(Stored entries)
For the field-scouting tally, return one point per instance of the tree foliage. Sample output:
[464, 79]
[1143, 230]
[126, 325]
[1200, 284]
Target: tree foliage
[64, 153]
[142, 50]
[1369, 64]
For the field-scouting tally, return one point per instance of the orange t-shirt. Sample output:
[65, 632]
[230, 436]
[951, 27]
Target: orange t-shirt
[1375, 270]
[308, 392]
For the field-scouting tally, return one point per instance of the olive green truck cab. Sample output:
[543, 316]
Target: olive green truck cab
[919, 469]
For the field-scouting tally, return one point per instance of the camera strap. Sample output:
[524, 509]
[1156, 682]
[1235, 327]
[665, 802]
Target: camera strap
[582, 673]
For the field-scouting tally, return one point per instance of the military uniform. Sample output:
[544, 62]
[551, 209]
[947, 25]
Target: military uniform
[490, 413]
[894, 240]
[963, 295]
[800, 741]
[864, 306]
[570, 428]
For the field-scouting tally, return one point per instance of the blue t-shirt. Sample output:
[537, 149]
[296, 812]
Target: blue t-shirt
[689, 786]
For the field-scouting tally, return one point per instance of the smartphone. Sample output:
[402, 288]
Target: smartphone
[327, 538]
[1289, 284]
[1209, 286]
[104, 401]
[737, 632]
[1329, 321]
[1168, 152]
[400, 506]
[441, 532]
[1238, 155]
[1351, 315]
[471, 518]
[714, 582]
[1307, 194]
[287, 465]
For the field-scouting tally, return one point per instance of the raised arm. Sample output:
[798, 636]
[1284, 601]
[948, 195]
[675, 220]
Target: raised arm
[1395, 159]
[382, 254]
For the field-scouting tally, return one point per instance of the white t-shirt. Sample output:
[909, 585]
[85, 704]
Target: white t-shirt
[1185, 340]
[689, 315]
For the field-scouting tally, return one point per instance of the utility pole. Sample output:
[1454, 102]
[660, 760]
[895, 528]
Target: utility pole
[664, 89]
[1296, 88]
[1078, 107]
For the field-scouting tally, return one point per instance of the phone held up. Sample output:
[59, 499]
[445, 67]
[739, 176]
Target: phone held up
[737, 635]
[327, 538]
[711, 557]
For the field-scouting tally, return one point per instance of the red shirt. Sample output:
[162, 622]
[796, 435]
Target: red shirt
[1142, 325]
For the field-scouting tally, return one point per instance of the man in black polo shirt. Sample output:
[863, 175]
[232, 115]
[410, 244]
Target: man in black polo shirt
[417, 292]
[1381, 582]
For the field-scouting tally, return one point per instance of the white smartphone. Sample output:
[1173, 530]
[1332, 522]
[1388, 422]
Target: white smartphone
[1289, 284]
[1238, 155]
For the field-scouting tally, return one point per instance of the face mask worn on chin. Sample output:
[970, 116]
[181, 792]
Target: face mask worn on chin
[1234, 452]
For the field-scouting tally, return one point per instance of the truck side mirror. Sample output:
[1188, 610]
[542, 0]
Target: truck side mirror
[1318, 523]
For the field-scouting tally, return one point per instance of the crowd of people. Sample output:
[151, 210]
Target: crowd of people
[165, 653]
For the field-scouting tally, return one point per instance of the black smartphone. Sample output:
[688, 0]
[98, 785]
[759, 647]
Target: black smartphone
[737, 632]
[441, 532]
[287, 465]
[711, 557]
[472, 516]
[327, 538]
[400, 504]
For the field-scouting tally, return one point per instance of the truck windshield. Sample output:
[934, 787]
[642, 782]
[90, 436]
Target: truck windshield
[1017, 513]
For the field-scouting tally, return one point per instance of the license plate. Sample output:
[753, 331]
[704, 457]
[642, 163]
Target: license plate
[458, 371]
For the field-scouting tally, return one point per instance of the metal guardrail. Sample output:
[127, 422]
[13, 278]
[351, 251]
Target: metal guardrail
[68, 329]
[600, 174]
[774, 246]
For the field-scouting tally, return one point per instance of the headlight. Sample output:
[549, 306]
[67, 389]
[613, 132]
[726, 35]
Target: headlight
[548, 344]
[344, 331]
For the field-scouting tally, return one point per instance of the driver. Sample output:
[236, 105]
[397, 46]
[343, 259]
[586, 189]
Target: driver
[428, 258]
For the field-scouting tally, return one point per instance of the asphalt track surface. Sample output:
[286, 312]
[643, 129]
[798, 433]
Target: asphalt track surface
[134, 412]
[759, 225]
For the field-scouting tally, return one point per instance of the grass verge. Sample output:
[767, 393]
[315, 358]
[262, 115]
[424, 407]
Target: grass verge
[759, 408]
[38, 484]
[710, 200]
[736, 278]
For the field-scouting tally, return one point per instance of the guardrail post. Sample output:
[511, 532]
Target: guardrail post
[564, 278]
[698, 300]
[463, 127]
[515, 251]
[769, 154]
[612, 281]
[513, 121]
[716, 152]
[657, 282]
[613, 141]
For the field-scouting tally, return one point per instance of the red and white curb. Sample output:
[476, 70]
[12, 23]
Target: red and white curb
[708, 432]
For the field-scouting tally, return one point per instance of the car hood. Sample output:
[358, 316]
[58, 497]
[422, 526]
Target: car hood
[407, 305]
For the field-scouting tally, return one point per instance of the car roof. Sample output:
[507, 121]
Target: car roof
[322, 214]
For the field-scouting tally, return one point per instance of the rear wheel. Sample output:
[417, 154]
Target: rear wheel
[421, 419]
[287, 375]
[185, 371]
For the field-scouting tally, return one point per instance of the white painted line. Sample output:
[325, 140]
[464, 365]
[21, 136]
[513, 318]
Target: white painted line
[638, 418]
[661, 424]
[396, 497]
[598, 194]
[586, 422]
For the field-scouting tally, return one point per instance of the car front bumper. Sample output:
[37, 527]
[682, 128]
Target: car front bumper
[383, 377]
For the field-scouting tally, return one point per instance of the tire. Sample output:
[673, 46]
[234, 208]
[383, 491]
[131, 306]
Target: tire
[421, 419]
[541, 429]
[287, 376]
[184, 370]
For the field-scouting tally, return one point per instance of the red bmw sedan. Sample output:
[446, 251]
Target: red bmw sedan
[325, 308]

__Task instructions__.
Output all the lines above, matching them word for word.

__Answer to this task__.
For the field-scouting tally, return one point per instance of the tree foliage. Sample output:
[464, 79]
[1143, 230]
[126, 325]
[1200, 284]
Target: tree foliage
[64, 153]
[142, 50]
[1369, 64]
For the field-scouting tally, return one point per instance of the orange t-shirt. Sample output:
[65, 632]
[230, 436]
[951, 27]
Target: orange t-shirt
[1375, 270]
[308, 392]
For the field-scouting tally, return one point per instance of the olive green truck cab. Sample output:
[543, 316]
Target: olive green truck cab
[919, 469]
For the field-scouting tally, return one point per instance of the camera strap. Sample output:
[524, 509]
[1156, 682]
[1235, 327]
[665, 802]
Target: camera strap
[582, 673]
For the field-scouting tally, return one point per instance of the military uniform. Sample output:
[544, 62]
[551, 209]
[947, 25]
Target: military uniform
[490, 413]
[894, 240]
[963, 295]
[800, 741]
[864, 306]
[570, 428]
For the field-scouting tally, return one point per instance of the blue t-shirt. Sample output:
[537, 149]
[296, 812]
Target: blue t-shirt
[689, 786]
For the field-scouting tally, return one point per instance of the smartphone. Sample output:
[402, 288]
Target: smartphone
[327, 538]
[1289, 284]
[1209, 286]
[104, 401]
[737, 632]
[1329, 321]
[1168, 152]
[400, 506]
[441, 532]
[1238, 155]
[1351, 315]
[471, 518]
[714, 582]
[1307, 194]
[287, 465]
For the field-scouting tally, return one point per instance of the raised arm. Sample output:
[798, 636]
[1284, 601]
[948, 195]
[675, 220]
Target: raised arm
[1395, 159]
[382, 254]
For the field-scouting tally, return one point per instance of the white t-shirt. Sample output:
[909, 585]
[85, 704]
Target: white t-shirt
[1185, 340]
[689, 315]
For the field-scouting tally, return one point per instance of the utility pole. Sample output:
[1454, 102]
[660, 760]
[895, 528]
Target: utility pole
[664, 89]
[1296, 88]
[1078, 107]
For the field-scouting tally, return one point per instance of the phone held up. Sample output:
[59, 499]
[445, 67]
[739, 176]
Target: phone held up
[737, 635]
[327, 538]
[711, 557]
For the field-scouting tally, return one point per instance of the red shirt. Sample output:
[162, 622]
[796, 435]
Target: red shirt
[1142, 325]
For the field-scouting tally, return one point per instance of the man in black polo shirt. Sample output:
[863, 175]
[232, 115]
[410, 244]
Target: man in black polo shirt
[417, 292]
[1381, 582]
For the field-scouting tally, return one point per instance of the white smartphone. Sample output:
[1173, 530]
[1332, 522]
[1388, 422]
Target: white smartphone
[1289, 284]
[1238, 155]
For the field-scouting tally, return one point per instance of the face mask worn on chin. Sample output:
[970, 116]
[181, 792]
Target: face mask worn on chin
[1234, 452]
For the field-scouting tally, return one point per instance of the truck side mirror. Sample output:
[1188, 610]
[542, 0]
Target: truck side mirror
[1318, 523]
For the field-scouting tally, return one point per instance of the crowd of people. Sample output:
[151, 210]
Target: crowd of people
[165, 653]
For the field-scouting tally, return one point per instance of the black smartphone. Sample output:
[688, 0]
[98, 785]
[759, 647]
Target: black smartphone
[737, 632]
[441, 532]
[287, 465]
[711, 557]
[472, 516]
[327, 538]
[400, 504]
For the field-scouting tally, return one point per instance of the truck windshield. Sample output:
[934, 787]
[642, 782]
[90, 436]
Target: truck windshield
[1017, 513]
For the field-scouting tally, return one point per instance of the license plate. Sample output:
[753, 331]
[704, 457]
[642, 163]
Target: license plate
[458, 371]
For the field-scouting tally, return one point per instance of the metal guardrail. Sample output:
[127, 422]
[13, 278]
[351, 251]
Target: metal guardrail
[68, 329]
[600, 174]
[774, 246]
For the field-scouting tally, return one point per instance of the headlight. Sample output:
[549, 306]
[67, 389]
[613, 132]
[726, 35]
Target: headlight
[548, 344]
[344, 331]
For the field-scouting tally, return one point per instance of the driver. Sample output:
[236, 105]
[397, 46]
[343, 259]
[586, 189]
Target: driver
[428, 258]
For the field-scouting tally, return one point per instance of the asphalt track surface. Sample output:
[286, 312]
[643, 129]
[798, 433]
Target: asphalt track surface
[134, 412]
[759, 225]
For the field-scouting tally, return one point per instance of the grass verge. Sample output:
[767, 393]
[315, 358]
[262, 115]
[424, 407]
Target: grass verge
[759, 408]
[38, 484]
[710, 200]
[736, 278]
For the field-scouting tally, return one point per instance of the guardrail post. Sample output:
[511, 532]
Target: guardrail post
[564, 278]
[698, 300]
[463, 127]
[515, 251]
[769, 154]
[612, 281]
[513, 121]
[716, 152]
[657, 282]
[613, 141]
For the field-scouting tally, return one point per instance of the red and white curb. Sample output:
[476, 70]
[12, 23]
Target: red and white curb
[708, 432]
For the field-scouting tally, return one point per instance of the car hood. Sample output:
[358, 316]
[58, 497]
[422, 526]
Target: car hood
[407, 305]
For the field-scouting tally, return one point per instance of the car roof. Sample output:
[507, 121]
Target: car roof
[322, 214]
For the field-scouting tally, return one point per instance of the rear wheel. Sample output:
[417, 154]
Target: rear wheel
[421, 419]
[287, 375]
[185, 371]
For the field-scouting tally, return one point per instance of the white painted line. Sample output:
[325, 140]
[464, 365]
[21, 136]
[513, 318]
Target: white painted line
[638, 418]
[661, 424]
[396, 497]
[598, 194]
[586, 422]
For the field-scouting tally, return one point per instance of the car front bumper. Sample output:
[37, 527]
[682, 128]
Target: car front bumper
[383, 377]
For the field-scouting tally, return one point per instance of the tire. Sample output:
[673, 46]
[234, 208]
[383, 491]
[131, 306]
Target: tire
[421, 419]
[541, 429]
[287, 376]
[184, 370]
For the field-scouting tally, return one point per instance of the red bmw sedan. Sample output:
[446, 251]
Target: red bmw sedan
[325, 308]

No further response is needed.